Do this:
Print the listing below line for line, with no changes of any kind.

Labeled-object pointing entries
◇ ◇ ◇
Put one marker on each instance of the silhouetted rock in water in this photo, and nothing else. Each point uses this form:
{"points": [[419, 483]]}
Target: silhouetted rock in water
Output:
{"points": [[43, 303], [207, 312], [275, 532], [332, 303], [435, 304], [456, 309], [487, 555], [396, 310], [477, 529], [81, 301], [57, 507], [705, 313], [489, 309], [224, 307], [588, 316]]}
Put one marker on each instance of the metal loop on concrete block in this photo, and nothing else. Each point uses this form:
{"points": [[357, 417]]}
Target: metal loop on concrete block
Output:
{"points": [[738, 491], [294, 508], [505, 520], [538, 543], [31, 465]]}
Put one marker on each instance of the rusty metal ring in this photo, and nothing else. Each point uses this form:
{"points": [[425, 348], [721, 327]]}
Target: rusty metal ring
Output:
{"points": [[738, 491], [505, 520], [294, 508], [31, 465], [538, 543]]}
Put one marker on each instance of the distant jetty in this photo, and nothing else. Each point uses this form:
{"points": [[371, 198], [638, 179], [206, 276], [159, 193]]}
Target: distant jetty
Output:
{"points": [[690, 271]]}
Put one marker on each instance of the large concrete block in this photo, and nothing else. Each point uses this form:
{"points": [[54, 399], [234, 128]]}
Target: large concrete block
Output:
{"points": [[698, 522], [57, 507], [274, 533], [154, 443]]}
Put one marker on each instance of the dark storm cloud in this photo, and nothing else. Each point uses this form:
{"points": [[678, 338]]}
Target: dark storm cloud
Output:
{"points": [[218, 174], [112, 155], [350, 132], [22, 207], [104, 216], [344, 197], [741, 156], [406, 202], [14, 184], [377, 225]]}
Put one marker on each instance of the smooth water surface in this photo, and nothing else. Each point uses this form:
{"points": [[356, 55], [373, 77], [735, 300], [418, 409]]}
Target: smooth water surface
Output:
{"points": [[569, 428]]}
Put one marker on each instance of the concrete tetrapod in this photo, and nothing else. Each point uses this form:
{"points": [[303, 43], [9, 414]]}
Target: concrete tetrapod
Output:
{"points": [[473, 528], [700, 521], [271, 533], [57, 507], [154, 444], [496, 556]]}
◇ ◇ ◇
Task solution:
Put one marker on each instance of the silhouetted rock in water in this photo, and nothing else. Each point uses this form:
{"points": [[419, 483]]}
Target: silhouetted rock in water
Output:
{"points": [[43, 303], [207, 312], [275, 532], [332, 303], [435, 304], [456, 309], [487, 555], [396, 310], [477, 529], [81, 301], [57, 507], [705, 313], [489, 309], [224, 307], [588, 316]]}
Put one marker on each instance of the metal loop on concrete block in this photo, and nothing else. Each point uses this form:
{"points": [[357, 417]]}
Target: metal loop on concrete block
Output:
{"points": [[738, 491], [294, 508], [505, 520], [538, 543], [31, 465]]}
Put one marker on each instance of the rusty metal ring in this photo, and nothing else. Each point uses this form:
{"points": [[425, 348], [721, 327]]}
Target: rusty metal ring
Output:
{"points": [[738, 491], [505, 520], [294, 508], [31, 465], [538, 543]]}
Put one marker on each instance of the distant jetty in this photo, and nothing else. Each point uses this form:
{"points": [[371, 198], [638, 179], [206, 276], [159, 193]]}
Target: distant jetty
Output:
{"points": [[690, 271]]}
Put one marker on each instance of the large concrete block in this photo, and nothing else. Each point uses this form:
{"points": [[54, 399], [234, 128]]}
Target: large concrete block
Output:
{"points": [[698, 522], [57, 507], [274, 533], [154, 443]]}
Put one marker on each instance of the dark storm cloud in this photo, and nothing else. Each point uses this form:
{"points": [[678, 338]]}
Target: dark storm cloud
Output:
{"points": [[218, 174], [112, 155], [350, 132], [22, 207], [104, 216], [344, 197], [741, 156], [406, 202], [14, 184], [377, 225]]}
Put one marker on each instance of the smooth water surface in this photo, and nothing else. Each point uses this form:
{"points": [[356, 55], [373, 77], [735, 300], [418, 409]]}
Target: smooth water surface
Output:
{"points": [[569, 428]]}
Put one marker on each instance of the concrete tetrapod in this photo, and nothing else. Each point uses this form:
{"points": [[303, 43], [9, 414]]}
Target: concrete tetrapod
Output:
{"points": [[473, 528], [700, 521], [271, 533], [57, 507], [154, 444], [496, 556]]}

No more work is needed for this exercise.